::: Texte à lire
Contrôle URSSAF : jusqu’où peut aller l’expert-comptable ?
La Cour d’appel de Pau a apporté une précision importante sur le rôle de l’expert-comptable lors d’un contrôle URSSAF : l’URSSAF ne peut pas traiter directement avec le cabinet comptable sans mandat valable du cotisant, même si l’expert-comptable a assisté au contrôle sur place (Cour d’appel de Pau, chambre sociale, 30 octobre 2025, n° 23/02444).
1. Le contexte : un contrôle qui se poursuit par mails avec l’expert-comptable
Après un contrôle sur place, l’inspecteur URSSAF avait échangé directement par mails avec une salariée du cabinet d’expertise comptable de l’entreprise, pour obtenir des documents et précisions complémentaires.
::::::
::: Données brutes
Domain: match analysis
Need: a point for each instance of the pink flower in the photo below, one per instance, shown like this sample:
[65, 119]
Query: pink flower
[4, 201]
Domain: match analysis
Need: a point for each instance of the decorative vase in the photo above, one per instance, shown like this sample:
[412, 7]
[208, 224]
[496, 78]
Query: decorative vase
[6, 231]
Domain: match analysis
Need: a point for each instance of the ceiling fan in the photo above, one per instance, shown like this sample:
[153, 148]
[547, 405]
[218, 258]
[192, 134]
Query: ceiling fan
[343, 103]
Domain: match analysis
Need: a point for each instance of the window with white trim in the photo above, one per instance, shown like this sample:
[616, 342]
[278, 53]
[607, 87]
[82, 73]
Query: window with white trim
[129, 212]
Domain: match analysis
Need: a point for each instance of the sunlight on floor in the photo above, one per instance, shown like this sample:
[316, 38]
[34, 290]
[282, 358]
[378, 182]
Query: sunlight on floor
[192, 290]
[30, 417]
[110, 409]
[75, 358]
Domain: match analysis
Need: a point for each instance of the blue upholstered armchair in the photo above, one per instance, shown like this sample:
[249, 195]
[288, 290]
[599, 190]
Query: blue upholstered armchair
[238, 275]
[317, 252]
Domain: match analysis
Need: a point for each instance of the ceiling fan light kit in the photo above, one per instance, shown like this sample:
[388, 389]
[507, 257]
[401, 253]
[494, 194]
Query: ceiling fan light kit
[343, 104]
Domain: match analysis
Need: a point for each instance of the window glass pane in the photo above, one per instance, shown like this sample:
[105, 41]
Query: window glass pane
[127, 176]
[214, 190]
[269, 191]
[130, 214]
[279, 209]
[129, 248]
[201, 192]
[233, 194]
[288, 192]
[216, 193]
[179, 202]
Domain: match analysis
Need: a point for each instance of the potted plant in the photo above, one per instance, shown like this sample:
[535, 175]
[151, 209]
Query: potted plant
::::::
**À faire:**
- a) Résumez en deux phrases le texte sur le contrôle URSSAF et le rôle de l'expert-comptable.
- b) Poursuivez le texte sur le contrôle URSSAF et le rôle de l'expert-comptable à partir de sa dernière phrase.

**Réponses successives:**
- a) Selon un arrêt de la Cour d'appel de Pau du 30 octobre 2025, l'URSSAF ne peut pas traiter directement avec le cabinet comptable sans mandat valable du cotisant, même si l'expert-comptable a assisté au contrôle sur place. Dans cette affaire, après un contrôle sur place, l'inspecteur avait échangé directement par mails avec une salariée du cabinet d'expertise comptable de l'entreprise pour obtenir des documents et des précisions complémentaires.

- b)
La Cour relève que :
- l’URSSAF ne produit aucun mandat donné par l’entreprise à son expert-comptable pour la représenter dans le cadre du contrôle,
- la seule présence de la salariée du cabinet lors des opérations sur place ne suffit pas à établir l’existence d’un tel mandat.
Dans ce contexte, la Cour s’inscrit dans une jurisprudence constante : le droit pour l’employeur d’être assisté par un conseil (art. R. 243-59 CSS) ne permet pas à l’URSSAF de contourner le cotisant et de s’adresser directement à un tiers, même s’il s’agit de l’expert-comptable.
2. La loi PACTE n’a pas créé un mandat général pour les contrôles URSSAF
L’URSSAF soutenait que la loi PACTE du 22 mai 2019 aurait changé la donne en instituant un mandat tacite entre l’entreprise et son expert-comptable.
La Cour d’appel de Pau rejette cette analyse :
- L’article 37 de la loi PACTE renvoie aux missions visées à l’article 2 de l’ordonnance de 1945,
- Or, cet article ne mentionne pas l’assistance à contrôle URSSAF,
- Le décret du 19 novembre 2019 (art. 14) limite le mandat implicite à des démarches déterminées (notamment, tiers déclarant, formalités déclaratives), et ne vise pas les opérations de contrôle.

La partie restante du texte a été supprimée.